# Text shown start

Artists from Taylor Swift to Lil Nas X to Maroon 5 to SZA have been sharing new music a few seconds at a time lately, commanding the attention of diehard supporters and curious casual fans before unveiling their songs in full. It’s the music-biz equivalent of a new trailer previewing an upcoming Hollywood blockbuster, designed to maximize online chatter, turn a song release into an Event, and produce major chart hits.

“It keeps your audience chomping at the bit,” says Tarek Al-Hamdoumi, senior vp of digital marketing at RCA Records, “where they know that something is coming soon, they want it now, they can’t have it now, but they can’t stop thinking about it.” Al-Hamdoumi says that RCA has increasingly relied upon the teaser-rollout format over the past year, and that “knowing sooner rather than later what is and isn’t working” has helped the label quickly sniff out recent hits like SZA’s “Good Days” and Tate McRae’s “You Broke Me First.”

“We’re always trying to drive the conversation in any way, shape or form,” Al-Hamdoumi adds. “And getting access to content that you feel like you shouldn’t be getting access to, that feels special, can be a real motivator to get [fans] excited and share that content with other people.”

Previewing parts of a song before it arrives in full is not a new practice, especially in the streaming age: artists have been playing clips of soon-to-be-released music for years, first on YouTube, then Vine, and now TikTok. Kathy Baker, head of U.S. label relations at YouTube Music, says that K-pop artists have been using the strategy with both upcoming songs and videos for some time on YouTube — BTS, for instance, launched a teaser for their eventual No. 1 hit “Dynamite” days before its full release. “The clips will vary from a few seconds to maybe 30 seconds, and sometimes it’ll be a teaser of the video itself or just a song,” says Baker, “but it definitely gets the fan base totally engaged and excited for the full release.”

Yet the teaser strategy has become a ubiquitous major label move in 2021, adopted across genres, aimed at different platforms and often yielding notable Hot 100 hits. TikTok’s rising influence — and inherently snippeted nature — has been a clear catalyst for the commercial impact of teasers, with hits ranging from “Calling My Phone” by Lil Tjay and 6lack to “Beautiful Mistakes” by Maroon 5 and Megan Thee Stallion previewed on the platform prior to release.

Meanwhile, a few seconds of Lil Nas X’s “Montero (Call Me By Your Name)” could be heard in a Super Bowl commercial, and a snippet of Taylor Swift’s “You All Over Me” (feat. Maren Morris) was shared on Good Morning America. Luke Combs teased his single “Forever After All” last August, first on TikTok and then on Instagram — and the fan reaction was so strong that when the song arrived in full two months later, it streaked to No. 2 on the Hot 100, the country star’s highest peak to date.

# Text shown end
# Dataset records start

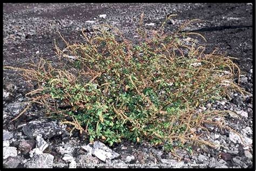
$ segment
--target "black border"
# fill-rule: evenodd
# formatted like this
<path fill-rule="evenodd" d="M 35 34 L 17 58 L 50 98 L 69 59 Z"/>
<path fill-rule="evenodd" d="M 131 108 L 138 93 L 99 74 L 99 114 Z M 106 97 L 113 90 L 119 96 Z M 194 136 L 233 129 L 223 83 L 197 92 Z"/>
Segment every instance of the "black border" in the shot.
<path fill-rule="evenodd" d="M 103 2 L 103 1 L 93 1 L 93 2 L 92 1 L 76 1 L 76 3 L 106 3 L 106 2 Z M 39 1 L 33 1 L 33 3 L 64 3 L 64 2 L 62 1 L 62 2 L 58 2 L 58 1 L 55 1 L 55 2 L 53 2 L 52 1 L 49 1 L 49 0 L 45 0 L 43 2 L 40 2 Z M 146 2 L 140 2 L 140 3 L 145 3 Z M 148 2 L 150 2 L 150 3 L 156 3 L 156 1 L 154 2 L 152 2 L 151 1 L 146 1 L 147 3 Z M 157 3 L 161 3 L 161 2 L 157 2 Z M 9 0 L 9 1 L 6 1 L 6 0 L 3 0 L 2 3 L 1 3 L 1 10 L 2 10 L 2 12 L 1 13 L 2 14 L 2 18 L 3 18 L 3 3 L 29 3 L 28 1 L 19 1 L 19 2 L 17 2 L 17 1 L 13 1 L 13 0 Z M 65 2 L 65 3 L 74 3 L 74 2 Z M 118 3 L 115 1 L 109 1 L 107 2 L 107 3 Z M 129 1 L 129 3 L 138 3 L 138 1 Z M 254 97 L 255 97 L 255 84 L 254 84 L 254 81 L 255 81 L 255 2 L 253 0 L 250 0 L 250 1 L 243 1 L 243 0 L 232 0 L 232 1 L 227 1 L 227 0 L 215 0 L 214 1 L 211 1 L 211 2 L 209 2 L 208 1 L 207 1 L 207 0 L 194 0 L 194 1 L 187 1 L 187 0 L 172 0 L 171 2 L 169 2 L 169 3 L 252 3 L 253 4 L 253 60 L 252 60 L 252 62 L 253 62 L 253 101 L 254 102 L 255 101 L 255 99 L 254 99 Z M 1 39 L 1 40 L 3 41 L 3 20 L 2 20 L 2 39 Z M 3 43 L 3 42 L 2 42 Z M 2 51 L 3 50 L 3 43 L 1 44 L 1 45 L 2 45 L 2 49 L 1 49 L 1 50 Z M 3 53 L 2 53 L 3 54 Z M 2 58 L 3 59 L 3 58 Z M 1 60 L 1 65 L 3 66 L 3 60 Z M 2 70 L 3 69 L 3 67 L 2 67 Z M 3 70 L 2 71 L 2 77 L 3 78 Z M 1 84 L 1 86 L 2 86 L 2 89 L 1 90 L 3 90 L 3 84 Z M 3 96 L 3 91 L 1 91 L 1 94 Z M 3 99 L 2 99 L 2 102 L 3 102 Z M 2 108 L 3 108 L 3 102 L 1 103 L 1 105 L 2 105 Z M 1 120 L 2 121 L 2 123 L 3 123 L 3 118 L 2 117 L 0 117 L 1 118 Z M 247 170 L 255 170 L 255 150 L 256 150 L 256 148 L 255 148 L 255 106 L 254 105 L 253 105 L 253 168 L 247 168 L 247 169 L 247 169 Z M 3 125 L 2 124 L 0 124 L 1 126 L 0 127 L 2 128 L 2 129 L 3 129 Z M 2 137 L 3 137 L 3 132 L 1 132 L 1 136 Z M 2 147 L 3 147 L 3 141 L 1 141 L 1 145 Z M 2 153 L 2 156 L 3 155 L 3 153 Z M 2 157 L 1 158 L 1 161 L 2 161 L 2 159 L 3 158 Z M 3 162 L 1 162 L 1 168 L 0 168 L 0 171 L 1 170 L 5 170 L 5 169 L 6 169 L 6 168 L 3 168 Z M 16 169 L 21 169 L 20 168 L 16 168 Z M 29 170 L 33 170 L 33 169 L 29 169 Z M 87 169 L 86 169 L 86 170 Z M 210 169 L 214 169 L 214 168 L 210 168 Z M 238 170 L 239 169 L 232 169 L 232 168 L 228 168 L 227 169 L 234 169 L 234 170 Z"/>

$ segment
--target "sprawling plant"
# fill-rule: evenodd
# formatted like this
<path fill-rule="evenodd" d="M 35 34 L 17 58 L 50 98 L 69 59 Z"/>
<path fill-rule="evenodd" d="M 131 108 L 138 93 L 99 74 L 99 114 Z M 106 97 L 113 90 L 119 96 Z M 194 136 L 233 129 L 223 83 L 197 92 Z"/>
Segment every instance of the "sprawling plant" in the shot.
<path fill-rule="evenodd" d="M 196 21 L 170 33 L 164 31 L 165 22 L 158 30 L 140 26 L 137 43 L 108 25 L 103 27 L 110 31 L 91 36 L 83 31 L 80 44 L 70 44 L 60 35 L 66 45 L 64 50 L 56 46 L 65 64 L 60 69 L 43 59 L 36 67 L 19 69 L 39 85 L 27 96 L 91 141 L 112 145 L 124 139 L 145 140 L 166 149 L 174 141 L 215 147 L 198 131 L 206 129 L 206 123 L 224 127 L 224 119 L 213 118 L 227 111 L 198 109 L 230 91 L 245 92 L 233 83 L 240 70 L 231 58 L 215 51 L 205 54 L 205 47 L 190 38 L 205 39 L 201 35 L 182 32 Z"/>

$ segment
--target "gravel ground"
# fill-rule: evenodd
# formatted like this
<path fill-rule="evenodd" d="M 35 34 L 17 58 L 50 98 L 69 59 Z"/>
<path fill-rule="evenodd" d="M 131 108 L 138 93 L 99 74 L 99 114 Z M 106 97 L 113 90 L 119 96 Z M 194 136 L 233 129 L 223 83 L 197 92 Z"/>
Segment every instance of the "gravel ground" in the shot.
<path fill-rule="evenodd" d="M 107 23 L 119 28 L 136 40 L 134 28 L 144 12 L 145 23 L 158 26 L 170 14 L 177 14 L 166 31 L 178 27 L 186 19 L 203 22 L 187 28 L 206 38 L 206 51 L 218 47 L 239 58 L 241 86 L 252 93 L 252 5 L 251 4 L 4 4 L 3 65 L 23 66 L 43 57 L 56 61 L 54 39 L 59 32 L 71 42 L 83 40 L 81 29 Z M 106 15 L 105 17 L 100 17 Z M 88 22 L 91 21 L 91 22 Z M 200 41 L 200 40 L 199 40 Z M 203 42 L 202 42 L 203 43 Z M 61 44 L 60 45 L 62 45 Z M 194 151 L 177 149 L 177 156 L 146 143 L 123 142 L 110 148 L 97 142 L 85 142 L 83 135 L 72 136 L 65 125 L 46 118 L 34 106 L 10 123 L 26 106 L 29 87 L 17 73 L 3 73 L 3 155 L 5 168 L 130 167 L 130 168 L 252 168 L 252 96 L 245 99 L 239 93 L 231 100 L 217 101 L 208 108 L 238 111 L 239 117 L 225 118 L 228 125 L 244 136 L 207 126 L 206 139 L 225 145 L 213 149 L 193 146 Z M 86 165 L 85 165 L 86 163 Z M 129 165 L 127 165 L 129 164 Z"/>

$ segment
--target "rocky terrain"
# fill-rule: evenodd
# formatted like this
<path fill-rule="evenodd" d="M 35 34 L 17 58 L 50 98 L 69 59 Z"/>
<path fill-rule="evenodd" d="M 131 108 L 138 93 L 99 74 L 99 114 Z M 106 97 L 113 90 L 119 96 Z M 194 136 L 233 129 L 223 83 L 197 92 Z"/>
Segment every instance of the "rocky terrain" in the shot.
<path fill-rule="evenodd" d="M 187 28 L 207 40 L 206 51 L 239 58 L 241 86 L 252 94 L 252 4 L 4 4 L 3 65 L 21 67 L 40 57 L 56 61 L 54 40 L 59 31 L 71 42 L 83 40 L 82 28 L 97 29 L 99 24 L 120 29 L 136 41 L 134 28 L 144 12 L 147 29 L 159 26 L 165 16 L 177 14 L 166 31 L 185 20 L 202 22 Z M 200 40 L 199 40 L 200 41 Z M 70 136 L 67 126 L 45 116 L 44 108 L 33 105 L 17 119 L 28 104 L 25 94 L 35 89 L 16 72 L 3 70 L 3 167 L 4 168 L 252 168 L 252 95 L 239 93 L 206 108 L 237 112 L 225 117 L 226 124 L 242 135 L 206 127 L 206 140 L 224 147 L 193 146 L 193 153 L 176 149 L 164 152 L 146 143 L 122 142 L 107 147 L 89 143 L 79 132 Z M 216 118 L 216 119 L 219 119 Z M 203 131 L 202 131 L 202 132 Z"/>

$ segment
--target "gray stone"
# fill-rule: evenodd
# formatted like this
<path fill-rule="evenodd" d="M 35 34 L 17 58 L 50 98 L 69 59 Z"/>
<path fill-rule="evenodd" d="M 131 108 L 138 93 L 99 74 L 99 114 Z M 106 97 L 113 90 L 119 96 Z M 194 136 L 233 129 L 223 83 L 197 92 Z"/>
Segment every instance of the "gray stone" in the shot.
<path fill-rule="evenodd" d="M 199 155 L 198 157 L 198 160 L 199 161 L 204 161 L 205 160 L 206 160 L 206 158 L 205 157 L 205 156 L 204 156 L 204 155 Z"/>
<path fill-rule="evenodd" d="M 3 129 L 3 140 L 9 140 L 14 137 L 12 133 Z"/>
<path fill-rule="evenodd" d="M 127 155 L 125 159 L 125 161 L 127 162 L 130 162 L 131 161 L 135 159 L 135 157 L 133 155 Z"/>
<path fill-rule="evenodd" d="M 6 168 L 17 168 L 19 163 L 22 162 L 22 159 L 20 156 L 10 157 L 3 162 L 3 167 Z"/>
<path fill-rule="evenodd" d="M 16 147 L 4 147 L 3 148 L 3 158 L 7 159 L 9 156 L 16 156 L 18 155 Z"/>
<path fill-rule="evenodd" d="M 18 148 L 23 152 L 24 154 L 27 154 L 29 153 L 31 149 L 36 147 L 36 141 L 33 140 L 22 140 L 19 142 Z"/>
<path fill-rule="evenodd" d="M 104 162 L 106 161 L 106 159 L 113 159 L 119 156 L 119 154 L 99 141 L 95 142 L 92 154 Z"/>
<path fill-rule="evenodd" d="M 9 92 L 5 92 L 4 90 L 4 91 L 3 92 L 3 98 L 4 99 L 8 99 L 10 94 L 11 94 L 11 93 L 10 93 Z"/>
<path fill-rule="evenodd" d="M 97 158 L 89 155 L 80 155 L 76 160 L 79 168 L 93 168 L 99 163 Z"/>
<path fill-rule="evenodd" d="M 37 135 L 36 137 L 37 141 L 37 147 L 38 147 L 40 151 L 42 152 L 48 147 L 49 145 L 46 141 L 44 141 L 44 139 L 41 136 Z"/>
<path fill-rule="evenodd" d="M 31 160 L 26 162 L 24 167 L 27 168 L 51 168 L 54 156 L 50 154 L 36 154 Z"/>
<path fill-rule="evenodd" d="M 248 151 L 245 151 L 245 156 L 250 159 L 252 159 L 252 154 Z"/>
<path fill-rule="evenodd" d="M 232 132 L 230 132 L 229 138 L 230 141 L 232 141 L 234 143 L 240 143 L 241 141 L 240 136 Z"/>
<path fill-rule="evenodd" d="M 236 111 L 237 113 L 240 115 L 242 117 L 245 117 L 245 118 L 248 118 L 248 113 L 244 111 Z"/>
<path fill-rule="evenodd" d="M 57 121 L 46 120 L 32 121 L 22 127 L 25 135 L 31 139 L 36 139 L 38 135 L 42 135 L 45 139 L 49 139 L 55 135 L 61 135 L 65 131 L 65 126 L 61 126 Z"/>
<path fill-rule="evenodd" d="M 239 95 L 234 97 L 232 101 L 233 101 L 233 102 L 237 105 L 241 105 L 242 104 L 242 98 Z"/>
<path fill-rule="evenodd" d="M 73 160 L 74 159 L 74 158 L 73 158 L 72 156 L 69 154 L 65 154 L 63 158 L 62 158 L 62 160 L 64 161 L 71 161 L 71 160 Z"/>
<path fill-rule="evenodd" d="M 215 168 L 217 166 L 217 161 L 216 159 L 215 159 L 214 158 L 212 158 L 210 161 L 208 166 L 210 168 Z"/>
<path fill-rule="evenodd" d="M 241 168 L 246 168 L 247 167 L 246 165 L 242 162 L 242 158 L 240 156 L 235 156 L 234 158 L 232 159 L 232 161 L 234 163 L 237 163 L 240 166 L 241 166 Z"/>
<path fill-rule="evenodd" d="M 105 18 L 106 17 L 106 14 L 101 14 L 99 16 L 99 18 Z"/>
<path fill-rule="evenodd" d="M 42 154 L 43 152 L 39 148 L 35 148 L 29 152 L 29 156 L 32 158 L 36 154 Z"/>
<path fill-rule="evenodd" d="M 61 154 L 72 153 L 73 151 L 73 148 L 70 146 L 63 145 L 58 148 L 58 151 Z"/>
<path fill-rule="evenodd" d="M 248 80 L 248 78 L 247 78 L 245 76 L 240 75 L 241 78 L 240 78 L 240 82 L 241 83 L 246 83 Z"/>
<path fill-rule="evenodd" d="M 9 147 L 10 146 L 10 142 L 9 141 L 3 141 L 3 147 Z"/>
<path fill-rule="evenodd" d="M 24 102 L 14 102 L 11 103 L 6 106 L 8 112 L 16 116 L 19 114 L 26 107 L 28 103 Z"/>

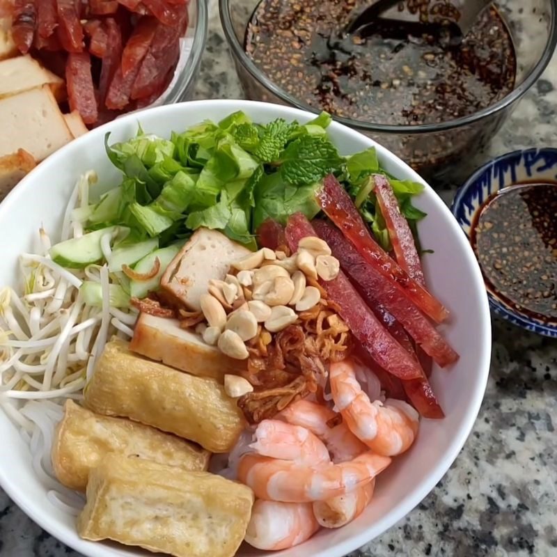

# Dataset records end

# Request A
Answer these about the article on song teasers:
(i) Which record label does Tarek Al-Hamdoumi work for?
(ii) Which BTS song got a teaser days before its full release?
(iii) How high did Luke Combs's "Forever After All" climb on the Hot 100?
# Request B
Quote word for word the part of the article on song teasers starting with "Meanwhile, a few" and going on through "peak to date.".

# Expected answer A
(i) RCA Records
(ii) "Dynamite"
(iii) No. 2

# Expected answer B
Meanwhile, a few seconds of Lil Nas X’s “Montero (Call Me By Your Name)” could be heard in a Super Bowl commercial, and a snippet of Taylor Swift’s “You All Over Me” (feat. Maren Morris) was shared on Good Morning America. Luke Combs teased his single “Forever After All” last August, first on TikTok and then on Instagram — and the fan reaction was so strong that when the song arrived in full two months later, it streaked to No. 2 on the Hot 100, the country star’s highest peak to date.